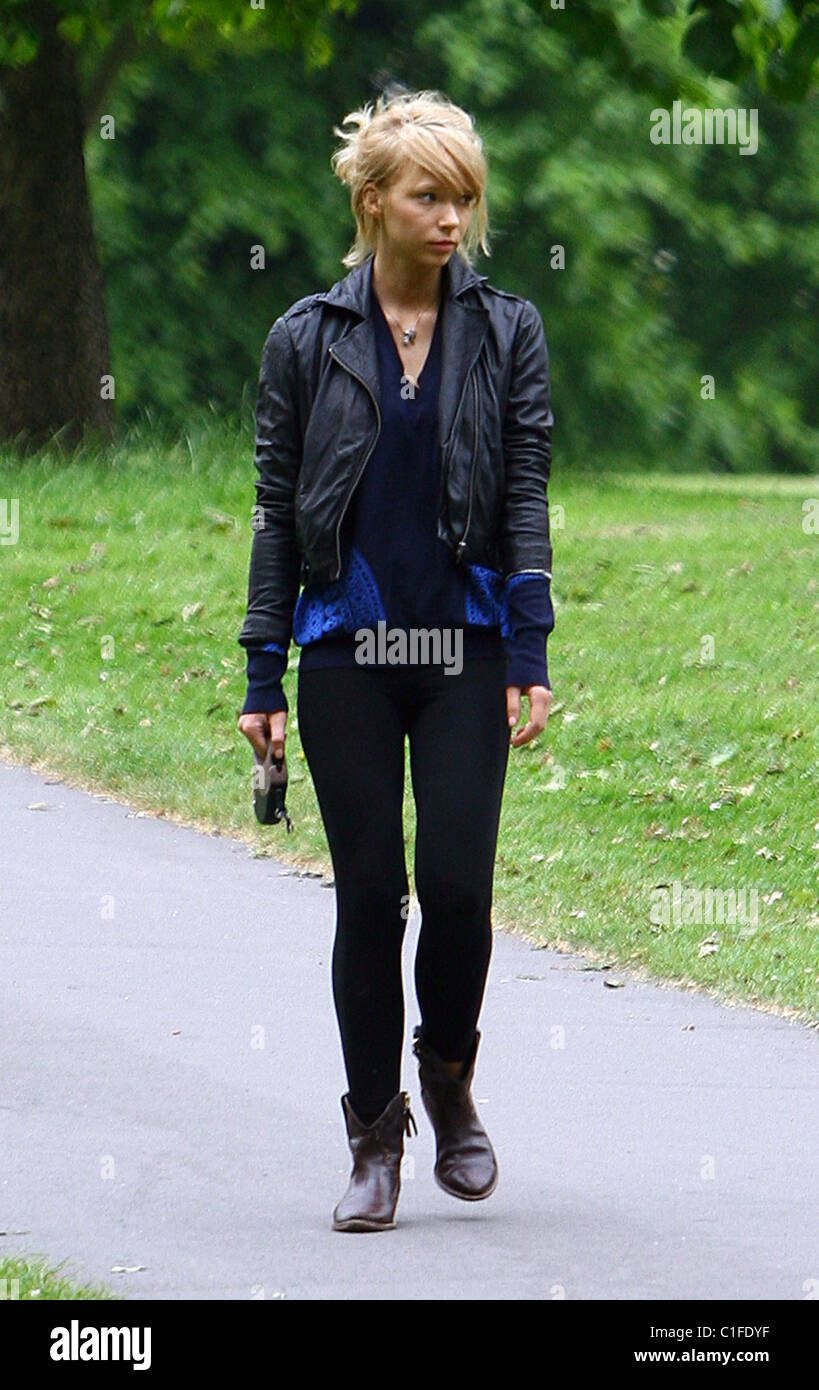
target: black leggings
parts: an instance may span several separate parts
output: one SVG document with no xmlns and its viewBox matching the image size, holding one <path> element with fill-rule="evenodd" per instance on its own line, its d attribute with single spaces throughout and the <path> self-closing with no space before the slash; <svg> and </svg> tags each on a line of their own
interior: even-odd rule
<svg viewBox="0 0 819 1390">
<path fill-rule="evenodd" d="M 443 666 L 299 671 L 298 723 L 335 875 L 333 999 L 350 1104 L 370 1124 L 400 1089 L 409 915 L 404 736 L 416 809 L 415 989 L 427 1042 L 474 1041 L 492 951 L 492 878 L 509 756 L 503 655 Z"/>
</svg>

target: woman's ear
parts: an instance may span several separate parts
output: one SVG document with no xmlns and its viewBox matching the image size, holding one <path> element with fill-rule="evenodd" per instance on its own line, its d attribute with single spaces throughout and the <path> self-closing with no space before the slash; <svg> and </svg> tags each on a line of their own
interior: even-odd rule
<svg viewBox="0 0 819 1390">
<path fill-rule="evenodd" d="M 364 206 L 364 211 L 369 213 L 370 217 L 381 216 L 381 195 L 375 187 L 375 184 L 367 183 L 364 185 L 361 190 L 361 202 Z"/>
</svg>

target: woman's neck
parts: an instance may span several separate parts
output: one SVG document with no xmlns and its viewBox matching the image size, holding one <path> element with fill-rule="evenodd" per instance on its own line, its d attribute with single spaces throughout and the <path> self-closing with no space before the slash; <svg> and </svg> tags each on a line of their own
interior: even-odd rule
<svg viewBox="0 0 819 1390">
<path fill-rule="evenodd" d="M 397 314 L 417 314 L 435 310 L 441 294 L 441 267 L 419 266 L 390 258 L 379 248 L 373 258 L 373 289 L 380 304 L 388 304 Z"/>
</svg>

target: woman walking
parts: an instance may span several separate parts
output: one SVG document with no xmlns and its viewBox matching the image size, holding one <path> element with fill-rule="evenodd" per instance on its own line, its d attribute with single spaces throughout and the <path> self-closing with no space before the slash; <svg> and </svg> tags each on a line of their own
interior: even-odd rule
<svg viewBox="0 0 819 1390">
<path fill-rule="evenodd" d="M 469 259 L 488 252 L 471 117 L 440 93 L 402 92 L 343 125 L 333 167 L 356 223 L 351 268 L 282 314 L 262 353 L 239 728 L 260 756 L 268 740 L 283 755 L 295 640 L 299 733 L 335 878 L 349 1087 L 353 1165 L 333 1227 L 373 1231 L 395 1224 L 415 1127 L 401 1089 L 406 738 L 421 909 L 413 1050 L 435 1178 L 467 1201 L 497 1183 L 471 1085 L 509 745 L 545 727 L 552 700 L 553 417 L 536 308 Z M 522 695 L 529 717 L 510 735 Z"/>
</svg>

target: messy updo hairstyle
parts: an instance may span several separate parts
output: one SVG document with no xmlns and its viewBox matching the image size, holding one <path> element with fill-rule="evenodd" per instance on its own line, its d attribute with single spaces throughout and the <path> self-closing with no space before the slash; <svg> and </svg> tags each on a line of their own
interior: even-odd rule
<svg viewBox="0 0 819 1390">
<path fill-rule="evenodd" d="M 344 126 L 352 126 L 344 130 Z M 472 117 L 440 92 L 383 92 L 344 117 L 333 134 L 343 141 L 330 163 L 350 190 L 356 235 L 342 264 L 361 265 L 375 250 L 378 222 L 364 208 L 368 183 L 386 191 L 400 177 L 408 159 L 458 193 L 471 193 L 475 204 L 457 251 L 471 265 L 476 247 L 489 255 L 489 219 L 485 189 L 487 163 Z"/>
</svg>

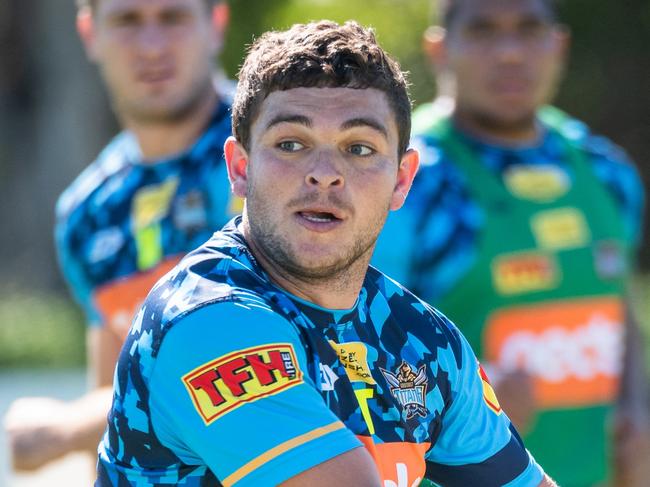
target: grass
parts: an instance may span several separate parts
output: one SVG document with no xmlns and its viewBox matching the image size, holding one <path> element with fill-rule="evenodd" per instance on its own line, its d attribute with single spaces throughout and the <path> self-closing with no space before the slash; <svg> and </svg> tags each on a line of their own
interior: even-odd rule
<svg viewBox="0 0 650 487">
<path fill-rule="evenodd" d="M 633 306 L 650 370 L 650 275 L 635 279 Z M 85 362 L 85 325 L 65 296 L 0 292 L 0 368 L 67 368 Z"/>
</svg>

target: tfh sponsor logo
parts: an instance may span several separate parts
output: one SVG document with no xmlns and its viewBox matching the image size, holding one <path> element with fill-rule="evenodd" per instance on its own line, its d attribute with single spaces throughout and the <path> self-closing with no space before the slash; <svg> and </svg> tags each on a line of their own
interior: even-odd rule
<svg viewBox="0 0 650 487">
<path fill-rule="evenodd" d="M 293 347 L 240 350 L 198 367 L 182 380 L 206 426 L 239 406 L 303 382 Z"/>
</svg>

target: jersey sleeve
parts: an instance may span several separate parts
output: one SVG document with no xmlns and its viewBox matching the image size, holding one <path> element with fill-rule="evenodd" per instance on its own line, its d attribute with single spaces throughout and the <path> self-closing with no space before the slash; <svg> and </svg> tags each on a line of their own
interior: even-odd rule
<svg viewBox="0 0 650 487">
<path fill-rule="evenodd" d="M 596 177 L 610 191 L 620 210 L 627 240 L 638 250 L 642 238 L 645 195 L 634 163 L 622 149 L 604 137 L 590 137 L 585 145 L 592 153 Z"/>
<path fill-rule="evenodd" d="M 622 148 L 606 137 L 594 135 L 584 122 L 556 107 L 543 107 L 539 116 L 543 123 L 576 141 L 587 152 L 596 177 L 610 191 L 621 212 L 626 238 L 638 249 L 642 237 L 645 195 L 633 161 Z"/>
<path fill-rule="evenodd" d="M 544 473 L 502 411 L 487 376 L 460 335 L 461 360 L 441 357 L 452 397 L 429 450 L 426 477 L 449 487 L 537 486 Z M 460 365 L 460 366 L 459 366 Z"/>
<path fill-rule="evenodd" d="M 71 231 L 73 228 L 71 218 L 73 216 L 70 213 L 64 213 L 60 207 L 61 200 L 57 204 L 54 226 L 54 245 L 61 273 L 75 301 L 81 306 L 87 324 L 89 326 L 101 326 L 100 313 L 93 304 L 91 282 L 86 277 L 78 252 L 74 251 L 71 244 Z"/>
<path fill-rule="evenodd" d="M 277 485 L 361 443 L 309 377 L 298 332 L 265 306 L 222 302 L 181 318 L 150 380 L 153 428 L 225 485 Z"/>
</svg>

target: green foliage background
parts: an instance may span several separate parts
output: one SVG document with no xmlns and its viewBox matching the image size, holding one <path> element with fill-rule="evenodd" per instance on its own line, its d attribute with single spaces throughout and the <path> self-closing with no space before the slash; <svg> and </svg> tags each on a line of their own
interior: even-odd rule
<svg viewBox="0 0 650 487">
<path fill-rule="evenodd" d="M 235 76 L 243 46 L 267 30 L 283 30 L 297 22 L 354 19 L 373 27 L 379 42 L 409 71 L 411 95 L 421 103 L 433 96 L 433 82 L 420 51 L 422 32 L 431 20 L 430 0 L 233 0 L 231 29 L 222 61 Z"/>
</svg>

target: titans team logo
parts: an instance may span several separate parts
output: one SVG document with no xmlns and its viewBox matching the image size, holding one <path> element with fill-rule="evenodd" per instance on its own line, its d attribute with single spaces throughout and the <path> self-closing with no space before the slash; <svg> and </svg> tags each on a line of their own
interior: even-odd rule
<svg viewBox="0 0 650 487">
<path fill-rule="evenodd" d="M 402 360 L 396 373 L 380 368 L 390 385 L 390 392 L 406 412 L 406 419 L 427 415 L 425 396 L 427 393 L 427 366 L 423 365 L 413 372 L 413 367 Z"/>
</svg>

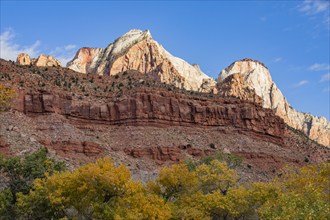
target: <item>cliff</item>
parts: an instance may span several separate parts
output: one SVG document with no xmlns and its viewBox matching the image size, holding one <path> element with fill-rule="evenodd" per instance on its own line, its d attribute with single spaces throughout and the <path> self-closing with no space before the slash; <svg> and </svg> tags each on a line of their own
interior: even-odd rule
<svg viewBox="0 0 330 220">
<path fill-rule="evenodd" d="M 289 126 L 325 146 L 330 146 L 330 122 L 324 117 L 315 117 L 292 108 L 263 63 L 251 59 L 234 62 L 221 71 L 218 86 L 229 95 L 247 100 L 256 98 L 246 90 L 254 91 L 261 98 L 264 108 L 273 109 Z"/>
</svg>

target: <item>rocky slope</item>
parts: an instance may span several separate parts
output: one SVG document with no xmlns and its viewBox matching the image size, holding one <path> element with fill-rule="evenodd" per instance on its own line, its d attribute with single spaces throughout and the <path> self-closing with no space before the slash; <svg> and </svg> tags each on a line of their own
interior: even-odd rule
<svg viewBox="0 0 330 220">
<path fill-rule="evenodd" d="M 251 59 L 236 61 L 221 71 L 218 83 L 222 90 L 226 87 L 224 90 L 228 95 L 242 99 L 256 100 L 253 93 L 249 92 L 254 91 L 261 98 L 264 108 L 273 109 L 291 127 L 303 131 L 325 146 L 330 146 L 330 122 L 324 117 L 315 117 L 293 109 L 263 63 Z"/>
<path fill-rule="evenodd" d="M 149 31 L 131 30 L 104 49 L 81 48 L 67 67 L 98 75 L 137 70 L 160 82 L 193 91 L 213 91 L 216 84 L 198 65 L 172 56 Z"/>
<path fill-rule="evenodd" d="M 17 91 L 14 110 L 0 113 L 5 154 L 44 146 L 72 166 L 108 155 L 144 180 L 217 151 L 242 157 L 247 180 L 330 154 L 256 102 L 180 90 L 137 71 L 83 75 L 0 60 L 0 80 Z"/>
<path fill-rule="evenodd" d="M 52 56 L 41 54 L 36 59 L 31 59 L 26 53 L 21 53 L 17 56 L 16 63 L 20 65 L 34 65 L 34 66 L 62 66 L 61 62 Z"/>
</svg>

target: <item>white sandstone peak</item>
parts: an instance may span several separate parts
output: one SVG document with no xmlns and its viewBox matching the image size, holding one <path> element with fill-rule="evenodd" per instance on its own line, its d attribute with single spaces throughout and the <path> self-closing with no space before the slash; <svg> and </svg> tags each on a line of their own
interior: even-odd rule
══════════════════════════════
__WORK TO COMPLETE__. Each line of the data that holds "item" should be copied.

__EXPECTED ANSWER__.
target: <item>cliff</item>
target: <item>rocky slope</item>
target: <item>white sandstone peak</item>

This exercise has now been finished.